**Set task:** Only those lines running from the line that contains "Task: point out each instance of the white shirt" through the end of the material are to be written out, each exactly as shown.

===== Data for the task =====

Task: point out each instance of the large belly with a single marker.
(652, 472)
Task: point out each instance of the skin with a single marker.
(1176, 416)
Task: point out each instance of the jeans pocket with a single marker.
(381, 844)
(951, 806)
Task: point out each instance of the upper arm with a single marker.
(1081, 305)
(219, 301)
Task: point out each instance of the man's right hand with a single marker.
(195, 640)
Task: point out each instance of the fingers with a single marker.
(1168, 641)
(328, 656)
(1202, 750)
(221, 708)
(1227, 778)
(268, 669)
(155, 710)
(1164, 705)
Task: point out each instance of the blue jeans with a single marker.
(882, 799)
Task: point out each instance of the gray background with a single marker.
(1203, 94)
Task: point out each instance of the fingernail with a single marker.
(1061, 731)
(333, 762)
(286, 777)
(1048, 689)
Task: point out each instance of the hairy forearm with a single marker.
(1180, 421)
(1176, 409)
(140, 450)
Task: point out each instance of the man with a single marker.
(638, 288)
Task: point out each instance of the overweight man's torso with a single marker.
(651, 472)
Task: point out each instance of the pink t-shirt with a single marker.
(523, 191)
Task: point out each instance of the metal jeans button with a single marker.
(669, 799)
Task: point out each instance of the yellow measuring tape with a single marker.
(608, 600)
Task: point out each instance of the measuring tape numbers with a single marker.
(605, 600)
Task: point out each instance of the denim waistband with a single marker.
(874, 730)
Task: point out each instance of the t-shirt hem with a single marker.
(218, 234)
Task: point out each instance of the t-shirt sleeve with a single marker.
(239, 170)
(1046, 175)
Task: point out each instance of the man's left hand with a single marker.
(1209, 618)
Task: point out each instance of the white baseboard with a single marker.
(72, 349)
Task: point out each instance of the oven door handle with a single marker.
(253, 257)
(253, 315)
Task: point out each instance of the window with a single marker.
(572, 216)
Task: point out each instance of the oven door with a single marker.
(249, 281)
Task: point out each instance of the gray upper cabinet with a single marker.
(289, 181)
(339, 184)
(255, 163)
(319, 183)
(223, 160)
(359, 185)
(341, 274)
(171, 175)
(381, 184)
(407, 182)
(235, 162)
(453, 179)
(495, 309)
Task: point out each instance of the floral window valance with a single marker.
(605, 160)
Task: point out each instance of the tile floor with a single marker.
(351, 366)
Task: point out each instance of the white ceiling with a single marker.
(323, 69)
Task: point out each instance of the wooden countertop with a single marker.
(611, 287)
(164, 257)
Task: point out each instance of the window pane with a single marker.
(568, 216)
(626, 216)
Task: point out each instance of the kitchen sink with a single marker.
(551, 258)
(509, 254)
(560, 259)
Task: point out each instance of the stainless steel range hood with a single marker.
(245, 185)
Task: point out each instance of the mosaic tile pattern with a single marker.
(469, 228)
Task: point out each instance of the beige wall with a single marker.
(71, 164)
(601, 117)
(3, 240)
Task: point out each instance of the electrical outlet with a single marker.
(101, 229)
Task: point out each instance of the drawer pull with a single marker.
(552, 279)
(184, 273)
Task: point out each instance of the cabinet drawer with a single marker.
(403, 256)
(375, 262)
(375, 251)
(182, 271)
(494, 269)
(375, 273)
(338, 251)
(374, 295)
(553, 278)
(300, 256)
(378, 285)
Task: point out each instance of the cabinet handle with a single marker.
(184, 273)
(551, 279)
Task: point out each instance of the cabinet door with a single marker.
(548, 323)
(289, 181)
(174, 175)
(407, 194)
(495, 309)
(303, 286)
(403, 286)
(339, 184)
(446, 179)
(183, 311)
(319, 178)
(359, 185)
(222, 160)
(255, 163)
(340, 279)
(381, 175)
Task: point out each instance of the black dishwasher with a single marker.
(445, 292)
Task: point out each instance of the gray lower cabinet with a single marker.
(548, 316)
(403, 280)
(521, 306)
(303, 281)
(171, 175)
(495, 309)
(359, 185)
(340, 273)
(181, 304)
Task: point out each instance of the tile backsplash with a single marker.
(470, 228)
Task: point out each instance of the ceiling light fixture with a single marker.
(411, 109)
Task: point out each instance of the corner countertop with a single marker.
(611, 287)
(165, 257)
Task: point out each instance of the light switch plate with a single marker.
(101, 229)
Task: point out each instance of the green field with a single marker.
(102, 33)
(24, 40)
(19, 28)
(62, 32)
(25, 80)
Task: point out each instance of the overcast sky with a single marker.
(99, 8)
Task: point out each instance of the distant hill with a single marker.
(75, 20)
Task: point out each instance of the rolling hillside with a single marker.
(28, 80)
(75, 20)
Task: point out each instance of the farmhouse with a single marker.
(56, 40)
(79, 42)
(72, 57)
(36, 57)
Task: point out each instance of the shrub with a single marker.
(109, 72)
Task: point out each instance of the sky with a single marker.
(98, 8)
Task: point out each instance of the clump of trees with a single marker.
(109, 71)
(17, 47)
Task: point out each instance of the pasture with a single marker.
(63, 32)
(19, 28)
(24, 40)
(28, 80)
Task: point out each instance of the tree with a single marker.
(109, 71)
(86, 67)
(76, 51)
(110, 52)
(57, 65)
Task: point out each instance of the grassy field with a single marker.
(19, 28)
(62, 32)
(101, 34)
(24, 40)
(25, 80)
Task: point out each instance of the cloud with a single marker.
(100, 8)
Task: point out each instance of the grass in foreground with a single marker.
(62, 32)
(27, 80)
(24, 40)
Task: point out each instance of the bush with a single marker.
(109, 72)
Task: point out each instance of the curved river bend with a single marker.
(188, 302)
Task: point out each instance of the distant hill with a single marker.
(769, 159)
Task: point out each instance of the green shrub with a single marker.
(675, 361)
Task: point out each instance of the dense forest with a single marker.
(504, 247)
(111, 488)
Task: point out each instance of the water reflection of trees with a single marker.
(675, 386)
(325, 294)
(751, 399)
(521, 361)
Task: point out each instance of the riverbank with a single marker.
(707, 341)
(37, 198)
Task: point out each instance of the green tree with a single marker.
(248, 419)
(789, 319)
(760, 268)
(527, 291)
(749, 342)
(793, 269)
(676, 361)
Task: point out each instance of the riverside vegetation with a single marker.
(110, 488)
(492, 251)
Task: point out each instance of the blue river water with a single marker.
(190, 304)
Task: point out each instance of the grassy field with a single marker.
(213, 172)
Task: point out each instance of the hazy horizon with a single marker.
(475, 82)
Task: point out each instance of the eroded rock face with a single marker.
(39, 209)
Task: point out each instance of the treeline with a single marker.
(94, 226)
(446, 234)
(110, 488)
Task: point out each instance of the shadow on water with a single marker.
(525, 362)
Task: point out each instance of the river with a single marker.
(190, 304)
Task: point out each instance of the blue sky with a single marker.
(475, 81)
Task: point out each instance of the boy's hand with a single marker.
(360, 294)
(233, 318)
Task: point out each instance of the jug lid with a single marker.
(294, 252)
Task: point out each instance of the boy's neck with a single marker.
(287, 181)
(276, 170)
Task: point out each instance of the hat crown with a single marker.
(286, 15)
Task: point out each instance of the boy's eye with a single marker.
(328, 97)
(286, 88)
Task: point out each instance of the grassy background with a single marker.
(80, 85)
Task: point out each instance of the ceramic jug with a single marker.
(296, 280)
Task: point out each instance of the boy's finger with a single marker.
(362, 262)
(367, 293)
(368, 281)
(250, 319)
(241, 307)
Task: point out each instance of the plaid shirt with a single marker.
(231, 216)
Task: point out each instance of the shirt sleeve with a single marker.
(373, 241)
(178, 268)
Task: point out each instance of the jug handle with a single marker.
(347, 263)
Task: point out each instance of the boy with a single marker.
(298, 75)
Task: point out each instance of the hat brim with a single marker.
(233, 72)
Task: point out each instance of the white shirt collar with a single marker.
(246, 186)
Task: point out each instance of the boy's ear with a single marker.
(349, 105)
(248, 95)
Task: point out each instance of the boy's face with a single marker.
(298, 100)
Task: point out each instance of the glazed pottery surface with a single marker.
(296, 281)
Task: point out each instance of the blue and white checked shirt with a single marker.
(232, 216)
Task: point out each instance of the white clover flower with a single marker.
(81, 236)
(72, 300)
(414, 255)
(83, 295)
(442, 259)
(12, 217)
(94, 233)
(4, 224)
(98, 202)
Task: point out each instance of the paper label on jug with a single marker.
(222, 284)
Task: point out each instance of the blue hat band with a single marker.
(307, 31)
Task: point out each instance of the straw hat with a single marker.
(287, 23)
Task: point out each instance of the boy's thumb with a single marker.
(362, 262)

=====

**Task output:**
Task: point out each instance of the white shirt collar with a single marker.
(246, 186)
Task: point out each instance of the boy's ear with a single marker.
(349, 105)
(248, 95)
Task: point out each instance of the boy's face with a single marker.
(298, 100)
Task: point out each instance of the glazed pottery surface with a single marker.
(296, 281)
Task: point out each instance of the blue and white checked shirt with a single marker.
(232, 216)
Task: point out each instance of the white clover flower with a single marker.
(81, 236)
(72, 300)
(414, 255)
(83, 295)
(442, 259)
(12, 217)
(94, 233)
(4, 224)
(98, 202)
Task: point out each instance of the paper label on jug with a single marker.
(222, 284)
Task: point out each instance of the blue hat band with a single marker.
(307, 31)
Task: point out each instance of the straw hat with a single marker.
(287, 23)
Task: point out each instance of the boy's thumb with a single marker.
(362, 262)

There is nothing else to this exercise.